■ **ARTICLE**:
Back Stage: Is there anyone you simply can’t teach to be an actor?
Katselas: Only people who don’t want it.
Back Stage: Is there a particular method you subscribe to?
Speiser: You have to develop your own technique inevitably; you have to make it your own based on your own life experiences. Certainly, Stanislavsky is a huge influence because it just makes sense what he’s talking about. Then you start figuring out: How do you get to creating life? How do you help that student create life in front of the camera? I like improvisation a lot, I studied it a lot, so I added more of that into what I do. It’s not necessarily better or worse; it’s personal.
Chubbuck: We may have different approaches, and some of them are similar. I have a student who was studying with me and just went back to Milton. She said you really work for her, and that’s great. What I do is very specifically individualized to what I teach. It’s like a different art form of any kind. Some people are into realism, some are into expressionism, some are into impressionism, but they’re all art and it all works.
Katselas: About that student – Ivana and I talked about that student because it’s a pet thing of mine – I don’t like to take any students from any teacher without that teacher’s consent. The reason for that is not just altruistic; it’s that I don’t want the same thing to happen to me. If they say something about the teacher they were with in my class, and they say something shitty, I stop them. I say, “The moment you’re saying this about so-and-so, there’s a student of mine in another class saying something shitty about me. So just cut that out.” Sometimes you’ll get a form, and you’ll ask, “Who did you study with?” and there’s eight teachers, and it’s ridiculous.
Back Stage: What bad habits do actors have that you notice most?
Chubbuck: I have a couple of pet peeves. Everybody smokes, because it’s something to physicalize, and it’s clichéd and boring. The thing that is my biggest pet peeve is throwing food at each other. People just don’t do that.
Katselas: The worse habit for me is indicating that they’re just acting as if they’re doing something, not participating. That’s a killer. You know right away. You can tell when they’re really listening and when something is going on, when it’s not phony and not foolishness.
Back Stage: What do you say to actors who are expressing frustration with their ability or where their career is?
Speiser: If the frustration is about the acting, the creative process, I can help. If the frustration is that you don’t have a job, most of the time it’s personal. It’s about their life. They’ve gotten work before; they’ll get work again.
Katselas: I have a lot of private meetings with actors, and I’d like to have $50 for every time one complained. It almost always seems to revolve back to something Jaime Escalante, the math teacher [portrayed in Stand and Deliver], said when he spoke in my class once. He spoke about “ganas” – desire – how desire wanes, and when it wanes, so does their output in class, their output with their agent. It’s understandable because rejection is a terrible thing that an actor has to live with. But that’s the way it is. And the least amount of time spent on thoughts of that, the better. Just try to push forward and get back on the beat with that desire. I wrote a book called Dreams Into Action about trying to keep that alive and knowing each person is unique and there are no likely winners.

■ **TASKS FOR THIS EXERCISE**:
#1 Answer these questions about the acting interview:
(a) Who does Katselas say cannot be taught to be an actor?
(b) What does Chubbuck call her biggest pet peeve?
(c) What is the title of the book Katselas wrote?
#2 Reproduce the stretch of the acting interview from "Katselas: Only people" through "worse; it’s personal.".
#3 Carry on the interview about acting teachers from the point where it stops.

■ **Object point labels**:
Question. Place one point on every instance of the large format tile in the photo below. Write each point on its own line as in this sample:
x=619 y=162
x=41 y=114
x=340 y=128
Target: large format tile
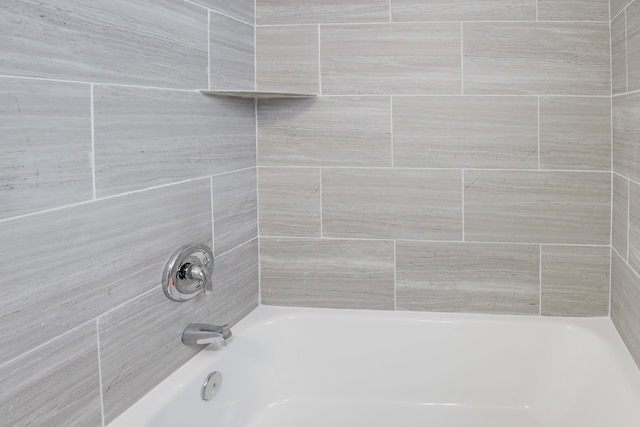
x=541 y=58
x=231 y=54
x=462 y=10
x=575 y=280
x=148 y=42
x=93 y=256
x=391 y=59
x=235 y=209
x=392 y=203
x=327 y=131
x=45 y=129
x=149 y=137
x=289 y=202
x=537 y=207
x=287 y=58
x=575 y=133
x=476 y=132
x=467 y=277
x=327 y=273
x=270 y=12
x=55 y=385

■ **RESPONSES BY TASK**:
#1
(a) Only people who don't want it.
(b) Throwing food at each other.
(c) Dreams Into Action.

#2
Katselas: Only people who don’t want it.
Back Stage: Is there a particular method you subscribe to?
Speiser: You have to develop your own technique inevitably; you have to make it your own based on your own life experiences. Certainly, Stanislavsky is a huge influence because it just makes sense what he’s talking about. Then you start figuring out: How do you get to creating life? How do you help that student create life in front of the camera? I like improvisation a lot, I studied it a lot, so I added more of that into what I do. It’s not necessarily better or worse; it’s personal.

#3
Look at somebody like [Ronald] Reagan, who was a total unlikely winner. Bette Davis said to me that he was the worst actor in Hollywood. And he became the president. So instilling the idea in them that they can be unlikely winners is important.
I just saw Kramer vs Kramer again the other night. And Dustin Hoffman is not handsome, yet he was beautiful, just gorgeous, in that. The way he stood, the way he held himself, he just looked wonderful. An actor has to be inspired to have that beauty brought out of them.
Howard Fine: What I try to do twice a year is bring in panels of agent, manager, casting director – I have to really rely on my friends – and the students get to ask them questions. What it does is humanize the industry.
Katselas: I have a little game, I guess you’d call it, that I play with students. That is, when they’re with me for a certain period of time and they’re not working, I tell them they have to book a job. And if they don’t get a job in the required time, they’re out. Seventy-five percent to 80 percent find a job. One actor, I found out, hadn’t had a job for 11 years, and he’d been with us for nearly five of those 11 years. I told him he had eight weeks. In eight weeks, he got an episode of Seinfeld – he was the Soup [Nazi]. It works. It makes that sort of necessity. If they don’t love the class, it doesn’t work, and it’s just as well.
Back Stage: What is the single most important thing you want your students to know?
Katselas: How to be a person: somebody who understands the world, what’s going on, and how to give and then take that and make it a part of what they do as an artist. How to be a person in their work. And in doing that, to discover within their acting the surprise that accompanies all acting. The revelation of it, the experience of it, the living of it. Because they are a person living an experience; they are not mechanical.
Chubbuck: I want actors to find a way to take all that pain and darkness and humanity we’ve talked about and find catharsis – within the parts that they’re playing and within their own private lives. So when you’re finding true catharsis within a part that you’re playing, which leads to a resolution to the issues of that character and thereby yourself, you’re also giving an audience a hope and the ability to achieve their own catharsis, and you can actually affect a greater number of people, which is what I believe art should be.